PROMPT 1 = In the comic costumes passage, which part of Kara's costume does the writer say is the only thing they have a real problem with?
PROMPT 2 = Please write out the records word for word, omitting the pictures.

PASSAGE PROVIDED: Begin

I always thought Power Boy's costume is hilarious because it's *not* barely appropriate. ...Yeah, I hadn't seen the costume until just now, and, um, what? That's their idea of equal opportunity ogling? A cup holder on his clavicle? Yeah, NO. (Also the rest of it is hideous, but that's neither here nor there.)
See, for me it is *totally* about the costume. What I meant there was that it isn't about the costume generally. Berganza assumes that women don't read comics because of the skimpy costumes on the women, and, well, that may be true for the woman who walks by the comics rack in Borders who's never picked one up, although I don't think it really is. Nevertheless, most of the women I know who read comics regularly don't think the costumes are the main issue. They are an issue, sure, but not the main one, and Berganza singles that out instead of things like fridging, women who lack agency, sexy sexy danger, rumors of institutionalized sexism in the companies, Frank Miller, and so on.
That's the general, though. In the specific, however, Kara's costume is atrocious. I've been sitting for a while on the idea of a costume page for Super. Girl., so I've thought about this a lot, and my main beef with Kara's costume is that she consistently fails to demonstrate agency or understanding of cultural signifiers where it's concerned. Without going in depth here, I'll just say that her introductory arc in Superman/Batman consistently showed other people choosing her clothing for her; since aside from a possible off-panel encounter with Lois the only women she's met by the time she puts that costume on are the Amazons and the Female Furies, how can a girl from a culture that is constantly covered from head to toe have any true understanding of the difference between Wonder Woman's bustier and, say, jeans and a t-shirt? She's been on Earth for over a year now, so I presume she's a little more up on Earth mores, but she's still wearing the costume, which puts a bad taste in my mouth.
Furthermore Churchill, Turner, Garza, and quite a few others clearly delight in drawing the costume as titillatingly as possible. As you said above, Kitson does his best to make it decent by making the skirt longer and not, you know, doing teasing shots of an exposed buttock. Most artists who've drawn her in an official capacity, however, seem to deeply enjoy using the costume to imply that this sixteen-year-old girl is not wearing panties, and that I just will not stand for.
Honestly, at its basis I like the costume. I don't mind the skirt - Supergirls have never worn anything else, with the exception of Cir-El, and if we can't have an actual legacy I'd like to maintain a visual one. I also don't mind the bared midriff - I was partial to that myself as a teenager, and again it's a holdover from Linda and toon!Kara. I adore the sleeves; the only thing I have a real problem with is the belt, and that's just because it annoys me. I feel very strongly that it's the execution of the costume and not the basis components of it that make it so mind-bogglingly offensive.
Maybe he needs an editor? Editor Ed needs an editor!
Yeah, it's hard to believe now, considering how much I love the book, but I was pretty dang skeptical about Spidey Loves MJ before actually reading an issue. For my money, it's the best Spider-Man book being published right now. It's got everything that used to make Spider-Man great, and he's not even the star of the book! This is a great model for bringing diversity to mainstream comics, in my opinion.

PASSAGE PROVIDED: End
DATASET RECORDS: Begin

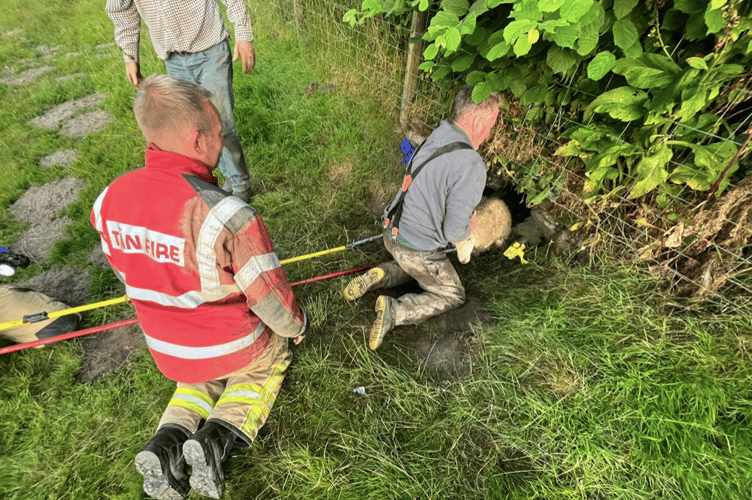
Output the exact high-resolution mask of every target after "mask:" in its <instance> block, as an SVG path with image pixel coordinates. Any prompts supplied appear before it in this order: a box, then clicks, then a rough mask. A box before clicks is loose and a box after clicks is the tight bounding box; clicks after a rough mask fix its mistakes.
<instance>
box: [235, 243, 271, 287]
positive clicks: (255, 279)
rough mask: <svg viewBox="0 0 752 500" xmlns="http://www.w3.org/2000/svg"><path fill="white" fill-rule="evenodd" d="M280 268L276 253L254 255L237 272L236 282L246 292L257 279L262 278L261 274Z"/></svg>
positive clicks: (248, 259)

DATASET RECORDS: End

EXERCISE ANSWER 1 = The belt.

EXERCISE ANSWER 2 =
Output the exact high-resolution mask of every target after "mask:" in its <instance> block, as an SVG path with image pixel coordinates. Any prompts supplied appear before it in this order: a box, then clicks, then a rough mask. A box before clicks is loose and a box after clicks is the tight bounding box; clicks after a rough mask fix its mistakes.
<instance>
box: [235, 243, 271, 287]
positive clicks: (255, 279)
rough mask: <svg viewBox="0 0 752 500" xmlns="http://www.w3.org/2000/svg"><path fill="white" fill-rule="evenodd" d="M280 268L276 253L254 255L237 272L236 282L246 292L257 279L262 278L261 274Z"/></svg>
positive clicks: (248, 259)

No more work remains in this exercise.